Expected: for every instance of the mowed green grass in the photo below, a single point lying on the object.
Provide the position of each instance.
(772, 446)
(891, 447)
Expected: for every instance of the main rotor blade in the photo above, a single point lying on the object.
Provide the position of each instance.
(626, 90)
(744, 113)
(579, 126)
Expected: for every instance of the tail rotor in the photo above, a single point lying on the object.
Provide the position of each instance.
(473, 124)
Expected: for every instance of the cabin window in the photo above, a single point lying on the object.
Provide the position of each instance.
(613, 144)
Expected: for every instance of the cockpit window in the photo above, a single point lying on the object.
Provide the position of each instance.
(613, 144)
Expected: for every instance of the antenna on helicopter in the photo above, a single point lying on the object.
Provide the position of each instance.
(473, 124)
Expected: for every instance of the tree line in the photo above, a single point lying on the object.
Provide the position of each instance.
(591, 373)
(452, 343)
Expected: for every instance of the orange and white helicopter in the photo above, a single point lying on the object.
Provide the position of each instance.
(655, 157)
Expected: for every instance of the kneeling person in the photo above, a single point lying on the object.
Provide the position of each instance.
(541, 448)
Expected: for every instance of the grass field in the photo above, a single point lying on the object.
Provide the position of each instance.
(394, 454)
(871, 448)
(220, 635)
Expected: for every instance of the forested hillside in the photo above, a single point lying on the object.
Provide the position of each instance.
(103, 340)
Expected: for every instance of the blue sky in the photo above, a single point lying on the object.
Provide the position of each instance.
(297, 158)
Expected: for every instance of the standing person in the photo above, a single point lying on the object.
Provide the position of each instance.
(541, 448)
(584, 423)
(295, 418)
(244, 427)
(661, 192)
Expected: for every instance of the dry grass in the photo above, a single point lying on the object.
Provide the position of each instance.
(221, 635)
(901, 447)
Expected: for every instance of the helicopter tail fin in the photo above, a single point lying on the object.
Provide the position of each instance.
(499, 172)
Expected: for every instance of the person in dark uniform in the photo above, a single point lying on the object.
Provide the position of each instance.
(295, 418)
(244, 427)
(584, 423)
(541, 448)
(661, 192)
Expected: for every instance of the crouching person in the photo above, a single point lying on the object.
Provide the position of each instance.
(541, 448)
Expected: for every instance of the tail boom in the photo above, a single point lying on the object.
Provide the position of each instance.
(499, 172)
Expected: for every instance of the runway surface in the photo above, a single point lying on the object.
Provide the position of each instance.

Aim of the exercise - Extract the complete listing verbatim.

Result -
Expected: for every instance of the mowed green grass in the photo below, a single point lying on the object.
Provide the position of each instance.
(772, 446)
(891, 447)
Expected: for every instance of the main rotor blade in the photo above, a single point lying on the object.
Provide the position of each instance.
(626, 90)
(744, 113)
(579, 126)
Expected: for every instance of the tail rotor in the photo above, a single point lying on the object.
Provide the position of each instance.
(473, 124)
Expected: for every instance of the cabin window in the photo above, a single point lying on the object.
Provide the position of each instance.
(613, 144)
Expected: for every instance of the cockpit window in the photo above, a single point lying on the object.
Provide the position of each instance.
(613, 144)
Expected: for every instance of the antenna on helicopter in the photo above, a single point lying on the object.
Provide the position of each instance.
(473, 124)
Expected: for every instance of the tree line in the photo above, a single point lying on the object.
Provide the position of each instance.
(591, 373)
(452, 343)
Expected: for every instance of the orange and white helicopter in the photo above, a single point lying on the object.
Provide the position of each instance.
(655, 157)
Expected: for every instance of the kneeling person in the photo above, a single point lying on the object.
Provide the position of each instance.
(541, 448)
Expected: for every instance of the grass field in the photo above, a single point lying on the object.
Provide the position of each instance.
(394, 454)
(871, 448)
(220, 635)
Expected: for every instance of the forested hillside in the photo above, a single point lying on the object.
Provide the position of each instance.
(103, 340)
Expected: for every instance of the blue sky in the photo above, a single point lying on the object.
Provide the position of each instance.
(297, 158)
Expected: for every instance of the standing person in the photo above, a single point lying on the object.
Provide the position of each instance.
(541, 448)
(584, 423)
(295, 418)
(244, 427)
(661, 192)
Expected: for every instance of the dry grass in the photo above, a single point lying on the object.
Provide the position of each instance.
(221, 635)
(901, 447)
Expected: for every instance of the helicopter tail fin in the photo above, a single point lying on the object.
Provide the position of each instance.
(499, 172)
Expected: for every instance of the person in dark uniform in the photo above, a single point lying on the object.
Provide the position of each instance.
(295, 418)
(244, 427)
(584, 423)
(541, 448)
(661, 192)
Expected: for every instance of the crouching person in the photo above, a single point lying on the object.
Provide the position of each instance.
(541, 448)
Expected: for every instance of the tail boom in the photo above, a single point lying on the object.
Provide the position of each instance.
(499, 172)
Expected: for every instance of the runway surface in the photo above, a single point lying on the object.
Provide the position of each instance.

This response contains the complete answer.